• Your task
Below are some entries; set them all down exactly.

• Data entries
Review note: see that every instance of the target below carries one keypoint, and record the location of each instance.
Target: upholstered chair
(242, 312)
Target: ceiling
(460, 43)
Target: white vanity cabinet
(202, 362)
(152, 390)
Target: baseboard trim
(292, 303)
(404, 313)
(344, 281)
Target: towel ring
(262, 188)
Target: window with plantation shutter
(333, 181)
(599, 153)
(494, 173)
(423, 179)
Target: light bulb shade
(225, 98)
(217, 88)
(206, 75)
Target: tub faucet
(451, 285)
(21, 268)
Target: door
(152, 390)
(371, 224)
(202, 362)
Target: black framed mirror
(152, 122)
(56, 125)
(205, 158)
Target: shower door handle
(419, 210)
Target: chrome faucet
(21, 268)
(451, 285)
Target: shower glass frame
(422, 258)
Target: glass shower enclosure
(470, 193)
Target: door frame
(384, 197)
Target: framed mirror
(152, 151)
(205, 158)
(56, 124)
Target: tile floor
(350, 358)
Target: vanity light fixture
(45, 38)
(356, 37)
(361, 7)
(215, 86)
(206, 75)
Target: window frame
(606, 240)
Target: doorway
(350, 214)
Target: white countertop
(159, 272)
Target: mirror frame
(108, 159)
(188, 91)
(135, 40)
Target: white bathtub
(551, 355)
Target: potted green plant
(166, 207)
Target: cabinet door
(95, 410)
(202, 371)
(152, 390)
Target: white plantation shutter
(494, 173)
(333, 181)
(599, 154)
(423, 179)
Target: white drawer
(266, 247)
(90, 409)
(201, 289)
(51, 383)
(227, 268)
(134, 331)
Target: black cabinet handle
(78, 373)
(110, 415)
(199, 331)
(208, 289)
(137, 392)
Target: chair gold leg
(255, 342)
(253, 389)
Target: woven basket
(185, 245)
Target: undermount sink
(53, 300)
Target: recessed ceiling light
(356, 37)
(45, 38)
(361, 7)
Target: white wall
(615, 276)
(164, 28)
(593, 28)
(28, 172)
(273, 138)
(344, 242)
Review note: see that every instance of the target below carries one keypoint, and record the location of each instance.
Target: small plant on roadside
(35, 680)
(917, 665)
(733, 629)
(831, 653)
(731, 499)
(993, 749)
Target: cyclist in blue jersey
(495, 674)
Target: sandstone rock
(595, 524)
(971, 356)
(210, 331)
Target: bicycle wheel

• Solution to this task
Review note: see that every instance of the target below carries one keypoint, and record the location of each instance.
Target: upholstered chair
(242, 312)
Target: ceiling
(460, 43)
Target: white vanity cabinet
(202, 362)
(152, 390)
Target: baseboard trim
(292, 303)
(404, 313)
(344, 281)
Target: towel ring
(262, 188)
Target: window with plantation shutter
(333, 181)
(599, 153)
(494, 173)
(423, 179)
Target: light bulb shade
(225, 98)
(217, 88)
(206, 75)
Target: tub faucet
(451, 285)
(21, 268)
Target: door
(152, 390)
(371, 224)
(202, 362)
Target: black framed mirror
(152, 122)
(56, 125)
(205, 158)
Target: shower door handle
(419, 210)
Target: chrome faucet
(21, 268)
(451, 285)
Target: shower glass frame
(422, 258)
Target: glass shower enclosure
(470, 193)
Target: door frame
(384, 197)
Target: framed mirror
(152, 151)
(205, 158)
(56, 124)
Target: tile floor
(350, 358)
Target: vanity light fixture
(45, 38)
(356, 37)
(361, 7)
(215, 86)
(206, 75)
Target: window frame
(606, 240)
Target: doorway
(350, 214)
Target: white countertop
(159, 272)
Target: mirror frame
(108, 159)
(188, 91)
(135, 40)
Target: white bathtub
(551, 355)
Target: potted green plant
(166, 207)
Target: cabinet door
(95, 410)
(202, 371)
(152, 390)
Target: white plantation shutter
(494, 173)
(333, 181)
(599, 154)
(423, 179)
Target: white drawer
(266, 247)
(90, 409)
(201, 289)
(51, 383)
(227, 268)
(134, 331)
Target: black cabinet handle
(78, 373)
(110, 415)
(199, 331)
(208, 289)
(137, 392)
Target: chair gold leg
(255, 342)
(253, 389)
Target: woven basket
(185, 245)
Target: undermount sink
(53, 300)
Target: recessed ceiling light
(356, 37)
(45, 38)
(361, 7)
Target: white wall
(615, 276)
(164, 28)
(593, 28)
(28, 172)
(273, 138)
(344, 242)
Review note: see that every instance of the target below carries one keypoint, and record the location of each instance.
Target: small plant on roadside
(35, 680)
(917, 665)
(733, 629)
(831, 653)
(731, 499)
(993, 749)
Target: cyclist in blue jersey
(495, 674)
Target: sandstone rock
(595, 524)
(971, 356)
(210, 331)
Target: bicycle wheel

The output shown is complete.